### [What this task involves]
Output every line of the rows below as a numbered list, skipping any blank lines.
— start Data lines —
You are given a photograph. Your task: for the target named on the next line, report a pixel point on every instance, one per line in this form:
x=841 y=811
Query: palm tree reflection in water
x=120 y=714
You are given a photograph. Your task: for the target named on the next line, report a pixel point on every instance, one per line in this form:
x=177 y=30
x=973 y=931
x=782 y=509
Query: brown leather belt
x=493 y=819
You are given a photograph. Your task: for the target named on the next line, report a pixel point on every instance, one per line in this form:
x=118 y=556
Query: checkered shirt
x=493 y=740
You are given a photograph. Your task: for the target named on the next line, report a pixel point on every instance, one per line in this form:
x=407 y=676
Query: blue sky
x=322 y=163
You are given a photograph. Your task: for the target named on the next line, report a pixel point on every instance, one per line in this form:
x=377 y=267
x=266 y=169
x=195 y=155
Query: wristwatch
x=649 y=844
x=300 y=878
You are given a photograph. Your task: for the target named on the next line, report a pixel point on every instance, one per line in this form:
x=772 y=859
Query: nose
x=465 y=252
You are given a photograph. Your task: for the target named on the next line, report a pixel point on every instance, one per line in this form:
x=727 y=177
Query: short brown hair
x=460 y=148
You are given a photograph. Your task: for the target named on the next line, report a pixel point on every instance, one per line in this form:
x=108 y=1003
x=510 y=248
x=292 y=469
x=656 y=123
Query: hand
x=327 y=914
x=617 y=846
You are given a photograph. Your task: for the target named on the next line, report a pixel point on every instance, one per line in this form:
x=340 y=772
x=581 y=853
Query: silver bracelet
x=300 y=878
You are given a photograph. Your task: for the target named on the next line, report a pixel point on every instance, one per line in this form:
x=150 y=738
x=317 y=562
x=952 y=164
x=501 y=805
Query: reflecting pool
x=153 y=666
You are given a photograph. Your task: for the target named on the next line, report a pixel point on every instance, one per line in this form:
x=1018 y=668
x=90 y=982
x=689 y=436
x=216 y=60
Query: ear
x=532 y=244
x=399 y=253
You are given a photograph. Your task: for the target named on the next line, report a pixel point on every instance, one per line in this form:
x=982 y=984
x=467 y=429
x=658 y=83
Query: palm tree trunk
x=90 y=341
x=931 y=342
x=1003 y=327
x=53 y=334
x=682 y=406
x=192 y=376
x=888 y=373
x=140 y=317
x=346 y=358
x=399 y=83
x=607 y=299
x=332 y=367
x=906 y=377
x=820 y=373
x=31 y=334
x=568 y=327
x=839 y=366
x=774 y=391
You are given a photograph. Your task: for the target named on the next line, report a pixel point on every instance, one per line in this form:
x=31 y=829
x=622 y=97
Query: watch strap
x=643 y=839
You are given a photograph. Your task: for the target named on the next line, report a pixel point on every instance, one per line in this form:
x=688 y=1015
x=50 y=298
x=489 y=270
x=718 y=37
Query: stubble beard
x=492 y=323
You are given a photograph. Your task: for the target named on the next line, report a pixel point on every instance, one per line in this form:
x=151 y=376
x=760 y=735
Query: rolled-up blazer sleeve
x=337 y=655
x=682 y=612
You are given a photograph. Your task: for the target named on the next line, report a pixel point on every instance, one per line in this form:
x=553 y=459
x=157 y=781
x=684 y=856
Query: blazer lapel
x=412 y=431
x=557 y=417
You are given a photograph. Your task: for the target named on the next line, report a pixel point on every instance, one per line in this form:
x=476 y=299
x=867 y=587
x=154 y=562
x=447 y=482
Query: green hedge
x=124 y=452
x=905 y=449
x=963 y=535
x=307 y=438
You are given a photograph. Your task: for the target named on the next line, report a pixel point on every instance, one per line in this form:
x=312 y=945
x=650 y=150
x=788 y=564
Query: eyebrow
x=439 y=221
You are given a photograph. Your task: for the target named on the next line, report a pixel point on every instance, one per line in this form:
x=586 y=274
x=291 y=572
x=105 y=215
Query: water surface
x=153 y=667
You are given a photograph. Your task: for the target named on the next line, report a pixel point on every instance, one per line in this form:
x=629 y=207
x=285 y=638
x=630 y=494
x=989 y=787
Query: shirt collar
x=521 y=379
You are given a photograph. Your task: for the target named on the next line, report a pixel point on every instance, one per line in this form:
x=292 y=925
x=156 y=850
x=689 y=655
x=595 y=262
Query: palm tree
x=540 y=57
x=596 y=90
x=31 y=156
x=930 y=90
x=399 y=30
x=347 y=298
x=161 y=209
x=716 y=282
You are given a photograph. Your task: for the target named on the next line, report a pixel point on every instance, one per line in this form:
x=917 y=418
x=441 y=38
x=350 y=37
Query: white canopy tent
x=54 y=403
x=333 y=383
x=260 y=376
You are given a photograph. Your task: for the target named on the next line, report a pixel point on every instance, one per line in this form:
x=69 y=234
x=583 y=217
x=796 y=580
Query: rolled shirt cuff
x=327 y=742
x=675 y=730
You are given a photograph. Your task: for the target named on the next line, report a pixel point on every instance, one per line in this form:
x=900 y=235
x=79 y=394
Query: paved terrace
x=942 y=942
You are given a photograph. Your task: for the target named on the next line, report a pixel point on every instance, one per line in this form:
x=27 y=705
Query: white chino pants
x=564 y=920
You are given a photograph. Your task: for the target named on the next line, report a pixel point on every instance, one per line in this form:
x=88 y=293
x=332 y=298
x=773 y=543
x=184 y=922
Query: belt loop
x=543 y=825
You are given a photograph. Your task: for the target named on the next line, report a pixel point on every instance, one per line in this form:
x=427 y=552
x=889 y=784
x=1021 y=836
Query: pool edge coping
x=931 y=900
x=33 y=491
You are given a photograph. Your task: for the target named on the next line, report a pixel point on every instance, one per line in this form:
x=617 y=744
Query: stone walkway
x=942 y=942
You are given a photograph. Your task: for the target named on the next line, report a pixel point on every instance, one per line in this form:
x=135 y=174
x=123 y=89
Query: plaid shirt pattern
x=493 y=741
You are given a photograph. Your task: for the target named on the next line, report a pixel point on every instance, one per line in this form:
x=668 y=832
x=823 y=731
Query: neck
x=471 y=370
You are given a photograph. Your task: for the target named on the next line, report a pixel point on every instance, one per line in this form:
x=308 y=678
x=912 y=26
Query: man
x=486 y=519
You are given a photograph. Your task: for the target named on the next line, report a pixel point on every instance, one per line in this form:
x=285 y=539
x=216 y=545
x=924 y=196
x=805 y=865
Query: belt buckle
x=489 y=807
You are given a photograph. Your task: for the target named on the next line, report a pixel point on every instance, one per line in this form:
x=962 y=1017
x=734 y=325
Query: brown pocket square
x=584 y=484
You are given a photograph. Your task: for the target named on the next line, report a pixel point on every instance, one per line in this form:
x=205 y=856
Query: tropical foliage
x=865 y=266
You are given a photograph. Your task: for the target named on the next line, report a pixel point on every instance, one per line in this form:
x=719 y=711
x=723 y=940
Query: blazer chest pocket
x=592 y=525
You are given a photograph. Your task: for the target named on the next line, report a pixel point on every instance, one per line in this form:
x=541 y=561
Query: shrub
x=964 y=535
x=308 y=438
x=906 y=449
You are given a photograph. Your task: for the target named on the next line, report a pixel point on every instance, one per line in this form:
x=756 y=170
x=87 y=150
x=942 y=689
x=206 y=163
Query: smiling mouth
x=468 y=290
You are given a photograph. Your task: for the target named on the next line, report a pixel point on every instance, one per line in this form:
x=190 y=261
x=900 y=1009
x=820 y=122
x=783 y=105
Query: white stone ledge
— end Data lines —
### [Answer to this problem]
1. You are given a photograph. Your task: for the target named on the next line, report a pixel point on every instance, one per line in this form:
2. x=841 y=811
3. Query: palm tree reflection in water
4. x=120 y=714
5. You are given a photograph. Your task: for the target named on the next line, report a pixel point on every instance, one per line in this form:
6. x=177 y=30
7. x=973 y=931
8. x=782 y=509
9. Query: brown leather belt
10. x=493 y=819
11. You are given a photograph. Your task: for the target named on the next line, report a pixel point on every instance, one per line in this form:
12. x=118 y=556
13. Query: checkered shirt
14. x=493 y=740
15. You are given a photograph. Your task: for the target named on the next line, report a pixel point on every instance, one per line in this form:
16. x=407 y=676
17. Query: blue sky
18. x=322 y=163
19. You are given a photograph. Your task: for the target named on the next line, report a pixel point on every instance, one per line in this form:
20. x=377 y=267
21. x=266 y=169
22. x=195 y=155
23. Query: wristwatch
24. x=649 y=844
25. x=300 y=878
26. You are given a photograph. Your task: for the target named on the next line, report a pixel point on every instance, one per line in this form:
27. x=772 y=859
28. Query: nose
29. x=465 y=252
30. You are given a photograph. Your task: for the target named on the next line, report a pixel point on every instance, one per line in this form:
31. x=727 y=177
32. Query: short brown hair
33. x=460 y=148
34. You are given a photograph. Your task: for the target named on the next line, report a pixel point on every instance, one per line in this form:
35. x=108 y=1003
36. x=510 y=248
37. x=292 y=469
38. x=656 y=123
39. Query: hand
40. x=327 y=914
41. x=617 y=846
42. You are given a photograph. Your task: for the target named on the next line, report a pixel point on every instance, one per line in this form:
43. x=340 y=772
44. x=581 y=853
45. Query: silver bracelet
46. x=300 y=878
47. You are given a photograph. Your task: for the target named on the next line, report a pixel point on every instance, one per line in this form:
48. x=150 y=738
49. x=317 y=562
50. x=952 y=164
51. x=501 y=805
52. Query: reflecting pool
53. x=153 y=666
54. You are given a photograph. Your task: for the target named on the next line, report a pixel point on every instance, one per line in this form:
55. x=1018 y=668
56. x=90 y=982
57. x=689 y=436
58. x=216 y=60
59. Query: ear
60. x=532 y=244
61. x=399 y=253
62. You are given a photograph. Your task: for the target named on the next line, report a pixel point on every instance, one per line in this form:
63. x=982 y=984
64. x=467 y=429
65. x=658 y=83
66. Query: palm tree trunk
67. x=90 y=341
68. x=931 y=342
69. x=1003 y=327
70. x=53 y=334
71. x=682 y=406
72. x=192 y=376
73. x=888 y=373
74. x=140 y=317
75. x=346 y=358
76. x=399 y=83
77. x=607 y=299
78. x=332 y=367
79. x=906 y=377
80. x=820 y=373
81. x=31 y=334
82. x=568 y=327
83. x=839 y=366
84. x=774 y=391
85. You are given a photograph. Your task: for the target named on the next line, report a pixel point on every instance, one per line in this form:
86. x=31 y=829
87. x=622 y=97
88. Query: watch strap
89. x=643 y=839
90. You are given a photograph. Your task: for the target named on the next line, report a pixel point on every instance, one per line in this form:
91. x=688 y=1015
92. x=50 y=298
93. x=489 y=270
94. x=718 y=37
95. Query: stubble beard
96. x=492 y=323
97. You are given a photograph. Your task: for the target named on the next line, report a pixel point on every instance, one per line in this form:
98. x=151 y=376
99. x=760 y=735
100. Query: rolled-up blazer sleeve
101. x=337 y=655
102. x=682 y=612
103. You are given a photograph. Your task: for the target named on the next line, report a pixel point on every instance, one per line in this form:
104. x=553 y=459
105. x=157 y=781
106. x=684 y=856
107. Query: blazer lapel
108. x=412 y=431
109. x=557 y=417
110. You are given a photograph. Your task: for the target named on the next line, report a pixel point on every instance, one per line in this form:
111. x=476 y=299
112. x=867 y=587
113. x=154 y=562
114. x=447 y=482
115. Query: green hedge
116. x=124 y=452
117. x=905 y=449
118. x=963 y=535
119. x=307 y=438
120. You are given a photograph. Your task: for the target named on the next line, report a pixel point on every instance, one per line in this form:
121. x=312 y=945
122. x=650 y=150
123. x=788 y=564
124. Query: eyebrow
125. x=439 y=221
126. You are given a photograph. Your task: for the target named on the next line, report a pixel point on every instance, one per line in this form:
127. x=586 y=274
128. x=291 y=572
129. x=105 y=215
130. Query: water surface
131. x=153 y=667
132. You are given a photograph. Your task: for the target named on the next line, report a pixel point on every instance, one per line in this form:
133. x=629 y=207
134. x=285 y=638
135. x=630 y=494
136. x=989 y=787
137. Query: shirt collar
138. x=521 y=379
139. You are given a photograph. Your task: for the target named on the next line, report a pixel point on every instance, one per line in this form:
140. x=292 y=925
141. x=156 y=850
142. x=689 y=655
143. x=595 y=262
144. Query: palm tree
145. x=540 y=57
146. x=596 y=90
147. x=31 y=156
148. x=930 y=90
149. x=399 y=30
150. x=347 y=298
151. x=161 y=209
152. x=716 y=282
153. You are given a photograph. Your task: for the target named on the next line, report a pixel point on every instance, one per line in this form:
154. x=917 y=418
155. x=441 y=38
156. x=350 y=37
157. Query: white canopy tent
158. x=54 y=403
159. x=333 y=383
160. x=260 y=376
161. You are given a photograph. Your task: for the target named on the next line, report a pixel point on every instance, one per line in this form:
162. x=69 y=234
163. x=583 y=217
164. x=796 y=580
165. Query: rolled shirt cuff
166. x=327 y=742
167. x=675 y=730
168. You are given a photograph. Your task: for the target named on the next line, report a pixel point on every instance, one per line in this form:
169. x=900 y=235
170. x=79 y=394
171. Query: paved terrace
172. x=942 y=942
173. You are given a photograph. Your task: for the target named on the next line, report a pixel point on every instance, one per line in this form:
174. x=27 y=705
175. Query: white chino pants
176. x=564 y=920
177. You are given a photograph. Your task: for the target named on the next line, report a pixel point on every instance, one per line in this form:
178. x=88 y=293
179. x=332 y=298
180. x=773 y=543
181. x=184 y=922
182. Query: belt loop
183. x=543 y=825
184. You are given a photograph. Your task: for the target named on the next line, report a pixel point on every instance, one per line in this form:
185. x=427 y=552
186. x=889 y=784
187. x=1021 y=836
188. Query: pool edge coping
189. x=931 y=900
190. x=33 y=491
191. You are given a photograph. Your task: for the target named on the next line, report a pixel point on every instance, one per line in this form:
192. x=617 y=744
193. Query: stone walkway
194. x=942 y=942
195. You are given a photograph. Your task: for the target named on the next line, report a pixel point on every instance, one per line in this form:
196. x=135 y=174
197. x=123 y=89
198. Query: plaid shirt pattern
199. x=493 y=741
200. You are given a photograph. Your task: for the target named on the next line, report a pixel point on every instance, one per line in this form:
201. x=668 y=832
202. x=823 y=731
203. Query: neck
204. x=471 y=370
205. You are given a photograph. Your task: for the target named on the next line, report a pixel point on every instance, one per line in this form:
206. x=308 y=678
207. x=912 y=26
208. Query: man
209. x=486 y=519
210. You are given a photograph. Your task: for the target named on the next line, report a pixel point on every instance, one per line in this form:
211. x=285 y=539
212. x=216 y=545
213. x=924 y=196
214. x=805 y=865
215. Query: belt buckle
216. x=489 y=807
217. You are given a photograph. Your task: for the target named on the next line, report a pixel point on every instance, one per line in this form:
218. x=962 y=1017
219. x=734 y=325
220. Query: brown pocket square
221. x=584 y=484
222. You are given a photograph. Your task: for the target named on the next line, report a pixel point on every instance, one per line in this form:
223. x=205 y=856
224. Query: tropical foliage
225. x=865 y=266
226. You are given a photograph. Your task: for the target named on the next line, report a pixel point on every instance, one per line in this form:
227. x=719 y=711
228. x=723 y=940
229. Query: blazer chest pocket
230. x=592 y=525
231. You are given a photograph. Your task: for the target named on the next line, report a pixel point on every instance, one per line in this form:
232. x=541 y=561
233. Query: shrub
234. x=964 y=535
235. x=308 y=438
236. x=906 y=449
237. You are given a photograph. Your task: for the target named on the next line, report a pixel point on every instance, one per line in this form:
238. x=756 y=170
239. x=87 y=150
240. x=942 y=689
241. x=206 y=163
242. Query: smiling mouth
243. x=468 y=290
244. You are given a photograph. Your task: for the target named on the next line, report a pixel point on every instance, one per line in this form:
245. x=190 y=261
246. x=900 y=1009
247. x=820 y=122
248. x=783 y=105
249. Query: white stone ledge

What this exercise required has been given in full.